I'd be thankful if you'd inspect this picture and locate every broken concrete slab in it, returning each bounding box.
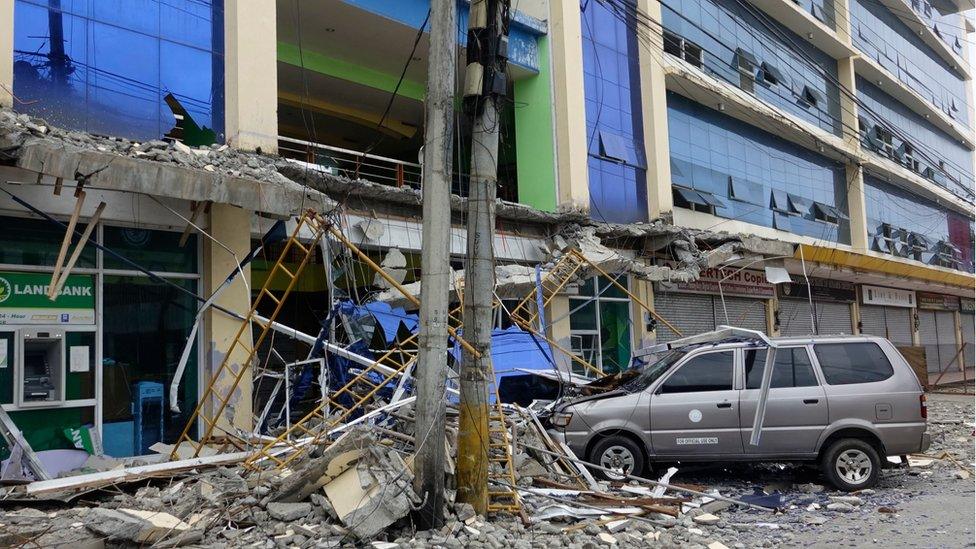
[84,508,200,546]
[322,443,418,539]
[272,427,371,503]
[266,502,312,522]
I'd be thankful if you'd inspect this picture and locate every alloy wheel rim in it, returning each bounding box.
[835,449,872,485]
[600,445,635,479]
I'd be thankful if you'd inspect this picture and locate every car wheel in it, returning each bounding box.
[820,438,880,491]
[590,436,645,481]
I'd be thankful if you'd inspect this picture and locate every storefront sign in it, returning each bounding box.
[657,263,774,299]
[916,292,961,311]
[962,298,975,313]
[861,285,915,308]
[777,278,856,303]
[0,271,95,325]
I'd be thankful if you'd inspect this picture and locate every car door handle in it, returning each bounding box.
[803,399,819,404]
[716,402,732,408]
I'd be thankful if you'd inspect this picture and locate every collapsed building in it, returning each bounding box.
[0,0,973,534]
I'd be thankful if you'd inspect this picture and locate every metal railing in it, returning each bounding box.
[278,136,423,189]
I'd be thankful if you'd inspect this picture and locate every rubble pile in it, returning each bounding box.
[0,109,291,185]
[1,392,973,548]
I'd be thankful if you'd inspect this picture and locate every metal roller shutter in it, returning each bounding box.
[935,311,958,374]
[818,302,853,335]
[780,300,810,336]
[859,305,887,338]
[714,296,767,334]
[884,307,913,346]
[654,292,715,343]
[780,300,852,336]
[918,310,940,373]
[961,313,975,369]
[780,300,813,336]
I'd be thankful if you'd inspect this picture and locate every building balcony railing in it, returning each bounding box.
[278,136,423,190]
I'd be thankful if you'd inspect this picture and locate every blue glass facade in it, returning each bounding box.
[662,0,841,136]
[850,0,969,129]
[668,92,849,243]
[581,1,648,224]
[13,0,224,142]
[864,175,975,272]
[856,77,974,201]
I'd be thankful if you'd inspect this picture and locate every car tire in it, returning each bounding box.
[590,435,645,481]
[820,438,881,491]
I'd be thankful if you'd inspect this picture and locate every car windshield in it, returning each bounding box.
[622,350,686,391]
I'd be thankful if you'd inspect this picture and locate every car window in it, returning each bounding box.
[660,351,734,394]
[623,350,686,392]
[745,347,818,389]
[814,342,894,385]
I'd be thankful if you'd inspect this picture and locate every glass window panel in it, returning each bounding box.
[814,342,894,385]
[599,300,632,374]
[102,275,198,444]
[0,216,96,268]
[104,226,197,273]
[569,299,598,331]
[745,347,818,389]
[661,351,734,393]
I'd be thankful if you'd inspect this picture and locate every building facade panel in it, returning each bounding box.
[581,1,648,223]
[849,0,969,129]
[12,0,225,142]
[856,77,973,201]
[661,0,842,135]
[668,92,850,243]
[864,175,975,272]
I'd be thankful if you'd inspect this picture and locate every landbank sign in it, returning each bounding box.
[0,271,95,325]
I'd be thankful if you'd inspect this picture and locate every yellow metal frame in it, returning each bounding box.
[170,210,327,460]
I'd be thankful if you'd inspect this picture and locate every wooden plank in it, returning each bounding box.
[178,200,209,247]
[48,190,85,297]
[897,346,929,387]
[49,202,105,298]
[22,449,260,495]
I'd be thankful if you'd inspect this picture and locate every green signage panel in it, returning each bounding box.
[0,271,95,325]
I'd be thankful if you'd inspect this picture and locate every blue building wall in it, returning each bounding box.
[856,77,974,202]
[864,175,975,272]
[849,0,969,129]
[581,1,648,224]
[668,92,849,243]
[661,0,841,136]
[13,0,224,142]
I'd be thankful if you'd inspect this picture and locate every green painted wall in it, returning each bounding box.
[514,36,557,212]
[277,42,425,101]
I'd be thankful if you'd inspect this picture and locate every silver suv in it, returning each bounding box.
[548,334,931,491]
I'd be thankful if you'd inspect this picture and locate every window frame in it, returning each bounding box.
[569,275,633,375]
[656,349,736,395]
[741,346,821,390]
[812,342,896,386]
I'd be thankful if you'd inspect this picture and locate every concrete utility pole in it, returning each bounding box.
[413,0,458,529]
[458,0,509,513]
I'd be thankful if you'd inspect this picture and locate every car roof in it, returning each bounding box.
[682,334,888,351]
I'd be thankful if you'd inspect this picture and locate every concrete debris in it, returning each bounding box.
[85,508,200,546]
[825,502,855,512]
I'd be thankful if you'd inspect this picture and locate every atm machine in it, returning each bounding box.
[19,329,65,405]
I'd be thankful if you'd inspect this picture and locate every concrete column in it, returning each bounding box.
[767,296,780,337]
[837,58,869,253]
[549,0,590,212]
[911,308,921,346]
[224,0,278,152]
[630,277,655,350]
[851,301,861,334]
[953,310,964,371]
[203,203,254,432]
[547,294,574,373]
[637,0,675,220]
[832,0,852,44]
[0,0,13,109]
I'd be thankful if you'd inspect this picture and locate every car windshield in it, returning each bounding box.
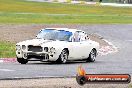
[36,29,73,41]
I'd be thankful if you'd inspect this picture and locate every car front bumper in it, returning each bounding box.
[16,50,60,61]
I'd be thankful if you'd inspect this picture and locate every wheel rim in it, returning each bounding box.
[90,50,96,61]
[61,50,68,63]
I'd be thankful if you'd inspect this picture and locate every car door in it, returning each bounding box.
[78,31,93,59]
[68,32,82,60]
[68,31,87,60]
[80,40,93,58]
[68,42,83,60]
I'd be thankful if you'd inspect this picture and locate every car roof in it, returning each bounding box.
[43,28,83,33]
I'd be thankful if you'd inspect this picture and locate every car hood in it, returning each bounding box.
[17,39,67,47]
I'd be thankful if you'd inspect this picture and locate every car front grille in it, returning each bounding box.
[28,45,43,52]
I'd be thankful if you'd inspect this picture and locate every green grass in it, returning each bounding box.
[0,0,132,24]
[0,41,16,58]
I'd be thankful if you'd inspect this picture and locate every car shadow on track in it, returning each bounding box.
[27,61,101,65]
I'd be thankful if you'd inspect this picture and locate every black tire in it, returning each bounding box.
[87,49,97,62]
[57,49,68,64]
[17,58,28,64]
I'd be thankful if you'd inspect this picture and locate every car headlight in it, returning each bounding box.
[16,45,21,51]
[44,47,48,52]
[22,45,26,50]
[50,47,56,54]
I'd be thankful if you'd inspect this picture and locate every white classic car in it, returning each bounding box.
[16,28,99,64]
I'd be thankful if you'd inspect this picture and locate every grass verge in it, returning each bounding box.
[0,0,132,24]
[0,41,16,58]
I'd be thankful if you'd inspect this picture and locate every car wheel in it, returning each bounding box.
[57,49,68,64]
[17,58,28,64]
[87,49,97,62]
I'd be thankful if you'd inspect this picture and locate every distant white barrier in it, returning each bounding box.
[71,1,81,4]
[101,3,132,7]
[26,0,132,7]
[57,0,68,2]
[85,2,97,5]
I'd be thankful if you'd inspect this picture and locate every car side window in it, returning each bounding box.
[71,31,88,42]
[72,32,80,42]
[78,31,88,41]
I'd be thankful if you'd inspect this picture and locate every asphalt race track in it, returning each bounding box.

::::

- Task goal:
Set down all of the entries precisely and keep the pictures out of the copy.

- The completed task:
I'd be thankful if you'd inspect this picture and locate every broken concrete slab in it, returning each bounding box.
[84,508,200,546]
[322,443,418,539]
[272,427,371,503]
[266,502,312,522]
I'd be thankful if you'd inspect this picture and locate every alloy wheel rim in it, returning each bounding box.
[835,449,872,485]
[600,445,635,479]
I'd be thankful if you'd inspect this picture and locate every car wheel in it, returning each bounding box.
[820,438,880,491]
[590,436,645,481]
I'd be thankful if you'd inspect this picture and locate every storefront sign in it, returning each bounding box.
[657,263,774,299]
[916,292,961,311]
[962,298,975,313]
[861,285,915,308]
[777,278,856,303]
[0,271,95,325]
I'd be thankful if you'd inspect this picture and locate every car door handle in it, returning each bounding box.
[803,399,819,404]
[716,402,732,408]
I'd be thankful if you'd inspect this picture and locate every collapsed building in it, returning each bounding box.
[0,0,973,534]
I'd be thankful if you'd inspect this picture and locate every metal railing in it, returning each bounding box.
[278,136,423,189]
I'd be thankful if you'd inspect this picture and locate every rubble pile in it, returning each bounding box.
[0,109,291,185]
[1,392,973,548]
I'd be thankful if you'd inspect this picture and locate every metal roller shutter in it, returning each bounding box.
[935,311,958,374]
[818,302,853,335]
[780,300,810,336]
[859,305,887,338]
[714,296,767,334]
[884,307,913,346]
[654,292,715,343]
[780,300,852,336]
[918,310,940,373]
[961,313,975,369]
[780,300,813,336]
I'd be thankful if you'd inspect this picture and locate every building balcony railing in it, returning each bounding box.
[278,136,423,190]
I'd be thankful if you'd inspect this picture and locate every blue glass facade in it, returning each bounding box.
[662,0,841,136]
[850,0,969,129]
[668,92,849,243]
[581,1,648,224]
[13,0,224,142]
[864,175,975,272]
[856,77,974,201]
I'd be thankful if you'd inspect this picture and locate every car tire in it, returning each bounding box.
[590,435,645,481]
[820,438,881,491]
I'd be thankful if you'd inspect this picture and locate every car windshield in it, returning each bounding box.
[622,350,686,391]
I'd be thankful if you'd inspect this picture and locate every car window in it, returning each bounding box.
[660,351,734,394]
[623,350,686,392]
[745,347,818,389]
[814,342,894,385]
I'd be thankful if you'd inspect this picture and locate every glass window panel in it, returning each bounding box.
[814,342,894,385]
[599,300,632,374]
[102,275,198,444]
[0,216,96,268]
[104,226,197,273]
[569,299,598,331]
[745,347,818,389]
[661,351,734,393]
I'd be thankful if you'd inspect this picture and locate every building facade panel in it, returning each bounding box.
[581,1,648,223]
[849,0,969,129]
[12,0,225,142]
[856,77,973,201]
[661,0,842,135]
[668,92,850,243]
[864,175,975,272]
I'd be thankful if you'd inspect this picture and locate every landbank sign in it, returning each bounding box.
[0,271,95,325]
I'd be thankful if you'd inspect this picture and locate every yellow metal frame in it, returning each bounding box.
[170,210,327,460]
I'd be thankful if you'd inspect this picture and locate every wooden plank in it, returning each bounding box.
[178,200,209,247]
[48,190,85,297]
[897,346,929,387]
[49,202,105,298]
[22,449,260,495]
I'd be thankful if you'd inspect this picture and locate every green signage panel in it, returning each bounding box.
[0,271,95,325]
I'd be thankful if you'd inspect this picture and locate every blue building wall in it, returning each bounding box.
[856,77,974,202]
[864,175,975,272]
[849,0,969,129]
[581,1,648,224]
[668,92,849,243]
[661,0,841,136]
[13,0,224,142]
I'd be thankful if you'd inspect this picture and locate every green painted wall in it, returning each bounding box.
[514,36,557,212]
[277,42,425,101]
I'd be thankful if you'd inspect this picture and locate every silver suv in it, returning each bounding box.
[548,334,931,491]
I'd be thankful if you'd inspect this picture and locate every window frame in it, returning each bounding box.
[569,275,633,375]
[656,349,736,395]
[741,346,821,390]
[812,342,896,386]
I'd be thankful if you'd inspect this picture and locate every concrete utility pole in it, returning each bounding box.
[413,0,458,529]
[458,0,509,513]
I'd be thankful if you'd inspect this picture and locate every car roof in it, returning each bounding box.
[682,334,888,351]
I'd be thankful if you'd inspect this picture and locate every concrete debris in it, returning each bounding box.
[85,508,200,546]
[825,502,855,512]
I'd be thankful if you'd inspect this picture and locate every atm machine in it, returning each bounding box.
[19,329,65,405]
I'd be thankful if you'd inspect this picture and locate every concrete column in it, returning each bounding box.
[767,296,780,337]
[837,58,869,253]
[549,0,590,212]
[911,308,921,346]
[224,0,278,152]
[630,277,655,350]
[851,301,861,334]
[953,310,964,371]
[203,203,254,432]
[547,294,574,373]
[637,0,675,220]
[832,0,852,44]
[0,0,13,109]
I'd be thankful if you'd inspect this picture and locate every car windshield in it, returning each bounding box.
[36,29,73,41]
I'd be thankful if you'd inspect this picture and locate every car front bumper in it, returning each bounding box.
[16,50,60,61]
I'd be thankful if you'd inspect this picture and locate every wheel rim in it, returning each bounding box.
[90,50,96,61]
[61,50,68,63]
I'd be thankful if you'd inspect this picture and locate every car door in it, returning each bounding box.
[78,31,93,59]
[68,32,82,60]
[68,31,87,60]
[80,40,93,58]
[68,42,83,60]
I'd be thankful if you'd inspect this picture and locate every car roof in it, returning each bounding box.
[43,28,83,33]
I'd be thankful if you'd inspect this picture and locate every car hood in it, returning each bounding box.
[17,39,67,47]
I'd be thankful if you'd inspect this picture and locate every car front grille in it, returning each bounding box.
[28,45,43,52]
I'd be thankful if you'd inspect this picture and locate every green grass in it, returning each bounding box.
[0,0,132,24]
[0,41,16,58]
I'd be thankful if you'd inspect this picture and locate every car shadow on track in it, returning each bounding box.
[27,61,101,65]
I'd be thankful if you'd inspect this picture and locate every black tire in it, returning each bounding box.
[87,49,97,62]
[57,49,68,64]
[17,58,28,64]
I'd be thankful if you'd inspect this picture and locate every car headlight in it, returning each bounding box.
[16,45,21,51]
[44,47,48,52]
[22,45,26,50]
[50,47,56,54]
I'd be thankful if you'd inspect this picture and locate every white classic car in it, returning each bounding box.
[16,28,99,64]
I'd be thankful if you'd inspect this picture and locate every grass verge in it, returning each bounding box.
[0,0,132,24]
[0,41,16,58]
I'd be thankful if you'd inspect this picture and locate every car wheel in it, returning each bounding box.
[57,49,68,64]
[17,58,28,64]
[87,49,97,62]
I'd be thankful if you'd inspect this picture and locate every distant white barrier in it, returning each bounding box.
[71,1,81,4]
[101,3,132,7]
[26,0,132,7]
[57,0,68,2]
[85,2,97,5]
I'd be thankful if you'd inspect this picture and locate every car side window in it, returning each bounding box.
[71,31,88,42]
[72,32,80,42]
[78,31,88,41]
I'd be thankful if you'd inspect this picture and locate every asphalt race track in it, returning each bounding box.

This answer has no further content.